● What the exercise asks
Rescale the entries from their start through the line that contains "point(1079, 429)", both ends included. Reproduce every line, requests too, multiplying each point coordinate in the answers by 2.25 and rounding to whole numbers with halves rounded up, but keep the sample points in the requests unchanged and leave the pictures out.

● Provided material
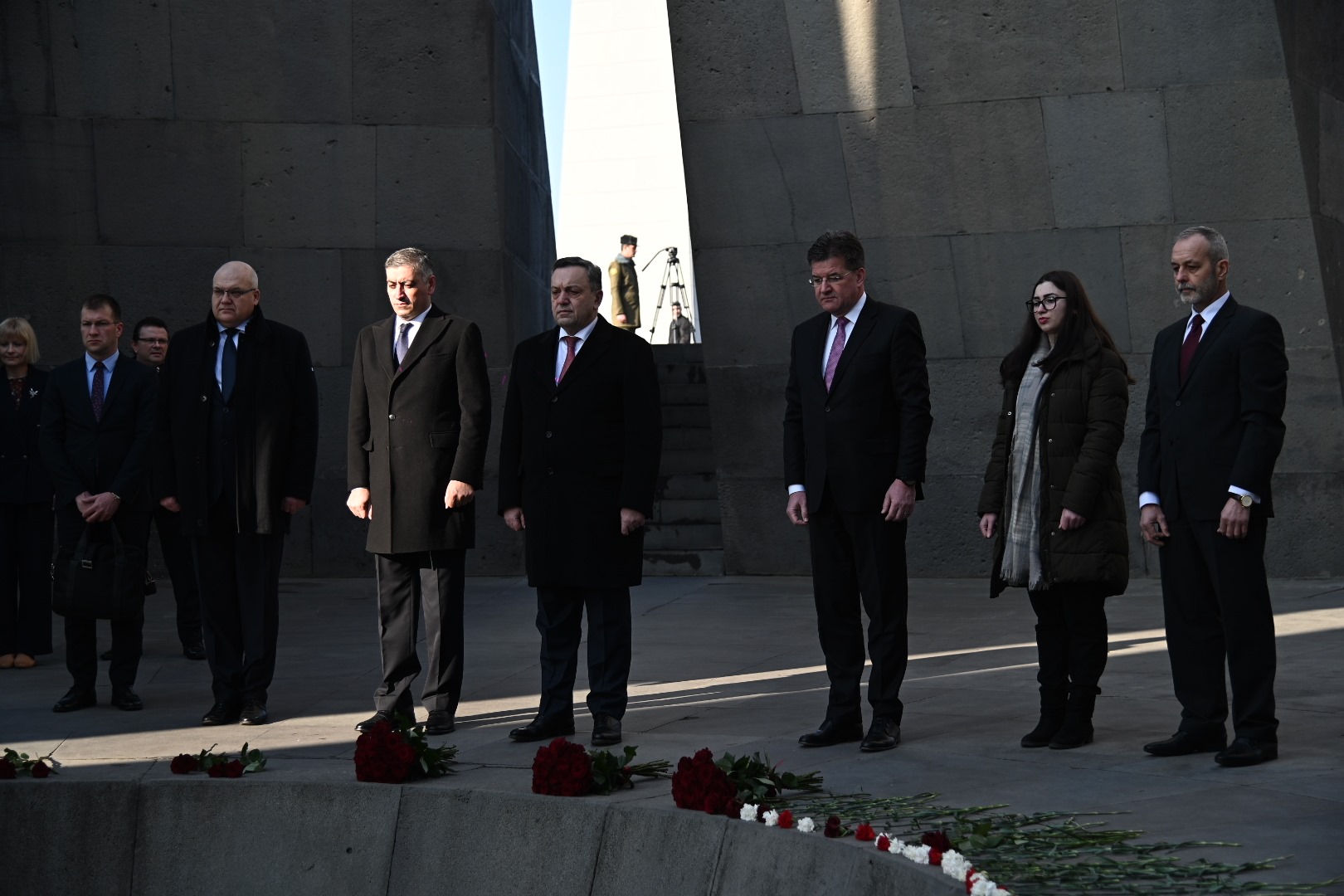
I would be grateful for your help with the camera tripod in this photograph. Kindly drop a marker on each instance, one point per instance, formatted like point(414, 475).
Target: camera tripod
point(674, 280)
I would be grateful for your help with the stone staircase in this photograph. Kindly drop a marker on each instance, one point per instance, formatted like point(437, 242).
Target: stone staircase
point(684, 536)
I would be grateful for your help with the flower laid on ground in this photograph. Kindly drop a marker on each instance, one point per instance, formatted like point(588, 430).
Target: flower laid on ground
point(396, 752)
point(218, 765)
point(565, 768)
point(726, 786)
point(14, 763)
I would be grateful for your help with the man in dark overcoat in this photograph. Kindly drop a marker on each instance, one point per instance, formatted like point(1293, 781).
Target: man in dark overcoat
point(578, 468)
point(420, 416)
point(97, 427)
point(236, 455)
point(855, 438)
point(1214, 427)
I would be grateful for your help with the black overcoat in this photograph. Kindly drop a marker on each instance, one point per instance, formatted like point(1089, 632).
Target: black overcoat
point(413, 431)
point(572, 455)
point(275, 406)
point(1079, 429)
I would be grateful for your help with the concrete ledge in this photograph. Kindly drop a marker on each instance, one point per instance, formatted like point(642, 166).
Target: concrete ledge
point(286, 837)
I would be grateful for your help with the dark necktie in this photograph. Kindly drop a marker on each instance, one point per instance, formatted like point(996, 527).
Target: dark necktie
point(1187, 349)
point(403, 344)
point(99, 390)
point(229, 364)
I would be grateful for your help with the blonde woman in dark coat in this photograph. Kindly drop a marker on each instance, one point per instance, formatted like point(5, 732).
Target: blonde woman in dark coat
point(1053, 497)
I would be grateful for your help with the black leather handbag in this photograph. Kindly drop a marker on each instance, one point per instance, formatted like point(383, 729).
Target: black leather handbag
point(101, 579)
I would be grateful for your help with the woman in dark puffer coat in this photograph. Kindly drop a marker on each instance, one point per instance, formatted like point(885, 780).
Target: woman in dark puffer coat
point(1054, 499)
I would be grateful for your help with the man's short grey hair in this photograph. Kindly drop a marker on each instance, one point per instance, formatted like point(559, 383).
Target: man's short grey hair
point(414, 258)
point(1216, 242)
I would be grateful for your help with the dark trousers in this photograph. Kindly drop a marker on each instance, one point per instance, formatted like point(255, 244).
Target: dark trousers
point(82, 631)
point(240, 609)
point(407, 582)
point(182, 572)
point(860, 557)
point(1070, 640)
point(559, 616)
point(1215, 597)
point(26, 533)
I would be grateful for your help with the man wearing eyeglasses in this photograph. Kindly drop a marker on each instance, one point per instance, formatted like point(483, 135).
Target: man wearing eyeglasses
point(236, 453)
point(149, 345)
point(855, 436)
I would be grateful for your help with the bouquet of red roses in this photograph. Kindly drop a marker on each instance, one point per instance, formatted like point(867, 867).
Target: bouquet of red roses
point(565, 768)
point(722, 786)
point(392, 754)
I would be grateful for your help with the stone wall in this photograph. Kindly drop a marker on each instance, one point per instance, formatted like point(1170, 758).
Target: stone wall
point(973, 147)
point(145, 143)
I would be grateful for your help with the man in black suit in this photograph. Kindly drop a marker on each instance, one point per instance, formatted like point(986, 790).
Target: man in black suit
point(578, 466)
point(238, 449)
point(420, 416)
point(97, 426)
point(855, 436)
point(149, 344)
point(1213, 433)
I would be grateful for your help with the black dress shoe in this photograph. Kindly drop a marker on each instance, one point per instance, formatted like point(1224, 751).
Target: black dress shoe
point(125, 698)
point(1248, 751)
point(1187, 742)
point(75, 699)
point(542, 728)
point(606, 730)
point(254, 713)
point(222, 713)
point(834, 733)
point(440, 723)
point(884, 733)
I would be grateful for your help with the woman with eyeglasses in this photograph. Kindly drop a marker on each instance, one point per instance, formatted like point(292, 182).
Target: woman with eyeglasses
point(1053, 497)
point(26, 516)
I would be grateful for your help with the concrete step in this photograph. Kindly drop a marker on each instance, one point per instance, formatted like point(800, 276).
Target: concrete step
point(687, 486)
point(682, 461)
point(661, 536)
point(686, 416)
point(684, 394)
point(687, 438)
point(683, 562)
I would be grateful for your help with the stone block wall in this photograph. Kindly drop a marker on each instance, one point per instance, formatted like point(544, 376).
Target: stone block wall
point(973, 147)
point(145, 143)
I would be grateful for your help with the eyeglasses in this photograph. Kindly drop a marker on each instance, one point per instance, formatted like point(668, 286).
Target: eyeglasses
point(828, 278)
point(1049, 299)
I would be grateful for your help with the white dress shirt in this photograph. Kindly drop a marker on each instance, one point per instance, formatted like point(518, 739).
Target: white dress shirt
point(1209, 314)
point(562, 347)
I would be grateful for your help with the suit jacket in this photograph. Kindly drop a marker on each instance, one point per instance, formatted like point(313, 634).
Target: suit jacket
point(275, 407)
point(572, 455)
point(414, 430)
point(23, 476)
point(873, 427)
point(112, 455)
point(1225, 426)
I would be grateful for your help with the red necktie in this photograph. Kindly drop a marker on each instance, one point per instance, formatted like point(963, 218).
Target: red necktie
point(1187, 349)
point(570, 342)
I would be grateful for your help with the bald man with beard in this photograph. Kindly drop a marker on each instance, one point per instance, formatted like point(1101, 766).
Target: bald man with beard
point(236, 451)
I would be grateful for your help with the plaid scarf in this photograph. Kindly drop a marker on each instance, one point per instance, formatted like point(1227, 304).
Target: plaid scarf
point(1022, 538)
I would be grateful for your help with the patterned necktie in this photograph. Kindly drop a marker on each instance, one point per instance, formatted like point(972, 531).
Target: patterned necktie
point(836, 349)
point(1187, 349)
point(229, 364)
point(403, 344)
point(99, 390)
point(570, 342)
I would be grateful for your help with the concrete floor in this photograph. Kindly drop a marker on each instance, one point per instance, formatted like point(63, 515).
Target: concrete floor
point(734, 664)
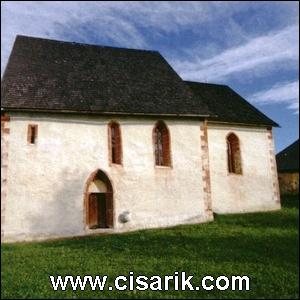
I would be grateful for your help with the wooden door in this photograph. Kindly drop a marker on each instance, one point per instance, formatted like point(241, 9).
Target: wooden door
point(93, 212)
point(109, 210)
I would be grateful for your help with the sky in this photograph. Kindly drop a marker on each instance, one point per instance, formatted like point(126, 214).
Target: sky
point(251, 46)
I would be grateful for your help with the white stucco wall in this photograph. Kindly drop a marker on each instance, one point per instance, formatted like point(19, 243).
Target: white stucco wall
point(254, 190)
point(46, 181)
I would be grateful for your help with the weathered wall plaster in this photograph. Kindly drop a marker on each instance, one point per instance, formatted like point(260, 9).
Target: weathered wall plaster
point(256, 188)
point(46, 181)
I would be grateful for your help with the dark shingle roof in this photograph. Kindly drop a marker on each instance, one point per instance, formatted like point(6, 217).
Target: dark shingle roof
point(69, 77)
point(288, 158)
point(52, 75)
point(228, 105)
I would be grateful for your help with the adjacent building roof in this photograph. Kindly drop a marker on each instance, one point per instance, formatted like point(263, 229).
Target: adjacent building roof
point(50, 75)
point(288, 158)
point(227, 105)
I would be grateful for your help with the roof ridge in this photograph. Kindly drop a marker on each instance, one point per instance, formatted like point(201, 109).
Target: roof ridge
point(206, 83)
point(84, 44)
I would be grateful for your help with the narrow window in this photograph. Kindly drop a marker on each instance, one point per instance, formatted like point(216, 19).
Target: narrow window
point(32, 134)
point(162, 144)
point(234, 154)
point(115, 143)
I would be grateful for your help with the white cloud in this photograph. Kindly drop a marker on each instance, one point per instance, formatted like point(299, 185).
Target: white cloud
point(118, 23)
point(258, 55)
point(286, 92)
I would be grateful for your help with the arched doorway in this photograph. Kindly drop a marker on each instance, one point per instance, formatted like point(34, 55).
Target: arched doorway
point(98, 201)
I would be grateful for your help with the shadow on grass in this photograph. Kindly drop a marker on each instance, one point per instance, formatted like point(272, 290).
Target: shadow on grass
point(290, 201)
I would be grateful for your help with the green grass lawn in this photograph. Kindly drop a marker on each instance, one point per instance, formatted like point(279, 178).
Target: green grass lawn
point(263, 246)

● Written answer
I would be grateful for your help with the camera tripod in this photograph. Kindly drop a marker on each instance, one point per instance, formatted like point(414, 475).
Target: camera tripod
point(1517, 630)
I would be grateful for your help with the stone staircase in this photograph. Kindly drop a marker on each instance, one point per instance, formatted like point(437, 242).
Target: stone staircase
point(1539, 1206)
I would be grateful for your help with the flower laid on ground in this photograph. Kindly drop a marker on each instance, one point per instance, formatted like point(588, 430).
Target: flower laid on ground
point(891, 1692)
point(491, 1721)
point(1271, 1728)
point(1634, 1769)
point(32, 1717)
I would be grateful for your help with the man in dark overcoat in this photograph. Kindly drop a marker on each instance, one point per instance, formatted like point(1293, 781).
Target: man in dark overcoat
point(1301, 1053)
point(945, 936)
point(218, 961)
point(531, 1024)
point(1924, 986)
point(2732, 961)
I would be grateful for your help with the black overcoat in this photograph. Kindly drop a marker on each instance, one point per instance, formatted like point(1089, 632).
Target: black overcoat
point(929, 970)
point(1287, 1024)
point(619, 914)
point(2428, 965)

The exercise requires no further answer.